Quote each line exactly, from the line that contains "Where can you spot the rusty" down to the last line of the listing, and no other lines.

■ ■ ■ ■

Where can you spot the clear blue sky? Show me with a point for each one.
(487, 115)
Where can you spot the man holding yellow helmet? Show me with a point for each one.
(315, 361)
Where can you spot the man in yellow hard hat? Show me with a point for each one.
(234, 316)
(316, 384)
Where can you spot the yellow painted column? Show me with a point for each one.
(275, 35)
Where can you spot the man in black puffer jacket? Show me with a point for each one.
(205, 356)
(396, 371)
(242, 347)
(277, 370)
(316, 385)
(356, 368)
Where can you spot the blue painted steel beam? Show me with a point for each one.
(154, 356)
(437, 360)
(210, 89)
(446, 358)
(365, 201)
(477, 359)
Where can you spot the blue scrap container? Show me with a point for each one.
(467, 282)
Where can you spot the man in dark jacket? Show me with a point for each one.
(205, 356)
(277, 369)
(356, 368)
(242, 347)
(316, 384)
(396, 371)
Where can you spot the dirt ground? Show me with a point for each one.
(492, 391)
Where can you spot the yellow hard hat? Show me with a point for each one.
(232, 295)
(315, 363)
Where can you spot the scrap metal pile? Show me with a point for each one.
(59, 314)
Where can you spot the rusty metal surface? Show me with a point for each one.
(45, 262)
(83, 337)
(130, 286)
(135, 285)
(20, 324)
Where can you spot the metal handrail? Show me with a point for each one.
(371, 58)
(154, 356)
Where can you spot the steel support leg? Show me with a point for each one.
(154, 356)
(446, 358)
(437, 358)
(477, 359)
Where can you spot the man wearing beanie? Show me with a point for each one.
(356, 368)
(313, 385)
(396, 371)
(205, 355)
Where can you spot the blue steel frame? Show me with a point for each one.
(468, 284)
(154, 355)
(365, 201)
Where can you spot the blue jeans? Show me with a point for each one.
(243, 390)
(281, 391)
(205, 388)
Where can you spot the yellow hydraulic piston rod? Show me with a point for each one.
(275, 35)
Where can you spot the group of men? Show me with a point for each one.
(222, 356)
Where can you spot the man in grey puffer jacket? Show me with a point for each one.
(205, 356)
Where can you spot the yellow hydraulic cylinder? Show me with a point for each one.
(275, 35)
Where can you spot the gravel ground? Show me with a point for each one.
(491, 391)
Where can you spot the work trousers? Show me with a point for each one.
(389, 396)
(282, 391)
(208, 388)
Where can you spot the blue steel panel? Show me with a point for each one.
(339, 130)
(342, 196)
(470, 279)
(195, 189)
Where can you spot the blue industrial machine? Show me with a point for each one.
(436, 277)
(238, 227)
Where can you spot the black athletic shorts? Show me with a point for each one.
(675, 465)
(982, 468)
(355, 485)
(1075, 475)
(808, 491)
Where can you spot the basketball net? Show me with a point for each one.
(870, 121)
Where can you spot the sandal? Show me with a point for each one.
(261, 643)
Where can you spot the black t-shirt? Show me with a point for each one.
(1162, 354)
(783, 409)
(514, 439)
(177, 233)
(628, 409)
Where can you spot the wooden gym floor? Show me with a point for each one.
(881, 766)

■ ■ ■ ■

**Output for this exercise**.
Where can you spot the rusty metal surface? Show me with a point for each one.
(45, 262)
(83, 337)
(130, 286)
(135, 285)
(20, 324)
Where can you spot the metal handrail? Show me with a point for each one.
(371, 58)
(154, 356)
Where can you spot the steel support leg? Show me with a point for each one.
(154, 356)
(446, 358)
(437, 358)
(477, 359)
Where can you spot the man wearing beanie? Show me with a point for each one.
(356, 368)
(313, 385)
(396, 371)
(205, 355)
Where can you spot the blue steel frame? Show me with a point for each one.
(468, 284)
(154, 355)
(365, 201)
Where can you spot the blue jeans? Show me with a point for each one.
(243, 390)
(281, 391)
(205, 388)
Where can you spot the yellow hydraulic piston rod? Show me with a point for each one.
(275, 35)
Where can you spot the group of men? Show me with a point for each one.
(222, 356)
Where can you spot the man in grey puffer jacket? Show me with a point for each one.
(205, 356)
Where can you spot the yellow hydraulic cylinder? Show me with a point for each one.
(275, 35)
Where can you spot the gravel ground? Show me with a point for each one.
(491, 391)
Where can you spot the work trousers? Show me with a point for each one.
(389, 396)
(282, 391)
(208, 388)
Where can you spot the blue steel panel? Show me with a point for each one.
(339, 130)
(342, 196)
(470, 279)
(195, 189)
Where can you spot the blue industrial machine? Show me with a point for each one.
(436, 277)
(238, 227)
Where can you spot the black athletic shorts? Show me with a point for each one.
(675, 465)
(982, 468)
(355, 485)
(1075, 475)
(808, 491)
Where can you spot the basketball net? Show me with a point for each one.
(870, 121)
Where can you spot the sandal? Show me with a point for each one.
(261, 643)
Where can you spot the black t-shirt? Show me with a point for each one.
(1162, 354)
(783, 409)
(514, 439)
(177, 233)
(628, 409)
Where can you spot the wooden gym floor? Show me with a point for each one.
(881, 766)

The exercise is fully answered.